» **PROBLEM**:
Could you filter the records below and keep only the lines with the word "note"?
** Opening AVAILABLE DATA block **
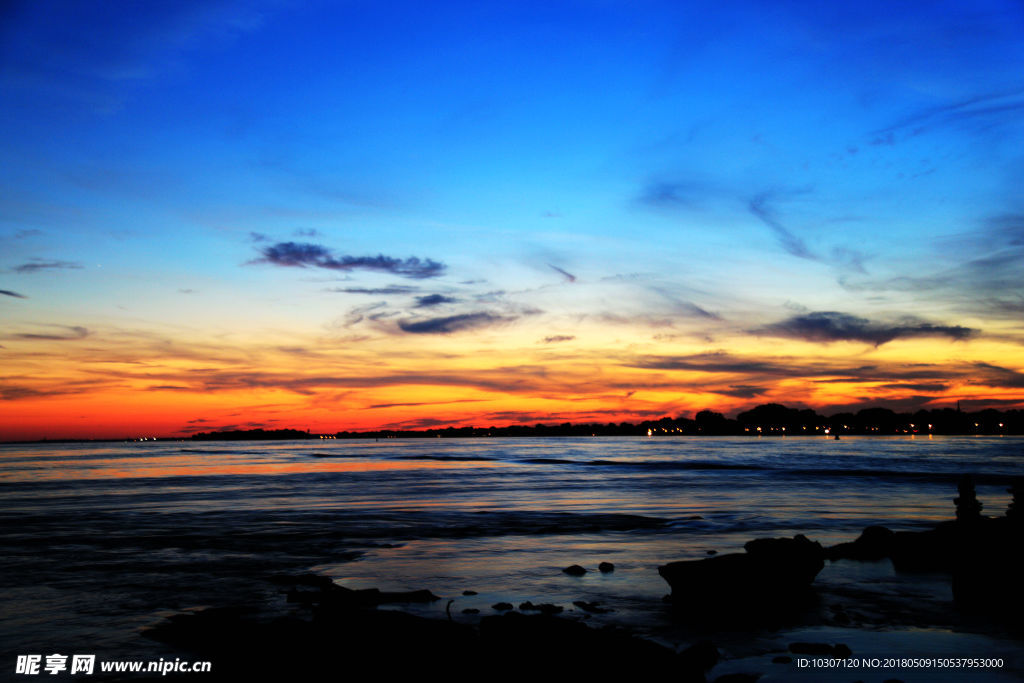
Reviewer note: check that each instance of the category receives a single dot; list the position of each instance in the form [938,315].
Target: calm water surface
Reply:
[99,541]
** Closing AVAILABLE DATA block **
** Opening AVAILABLE DATA block **
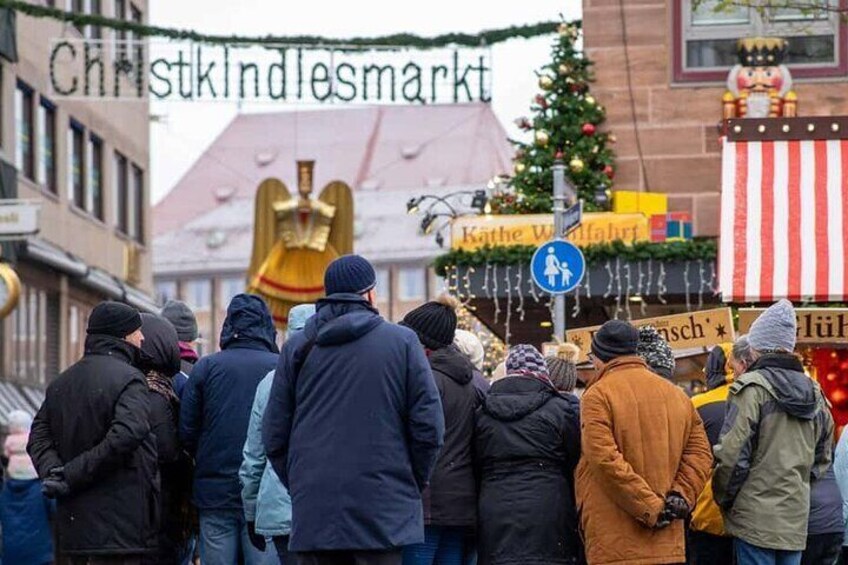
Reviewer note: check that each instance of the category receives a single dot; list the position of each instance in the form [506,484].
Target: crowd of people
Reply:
** Closing AVAILABLE DATA block **
» **WRITTEN RESPONSE**:
Reviewer note: check that each instance of the category receives a single dot; list the position of each instance in the form [938,315].
Reviewer note: check that each instance of the category receives a single dot; list the position of each instance in the form [506,484].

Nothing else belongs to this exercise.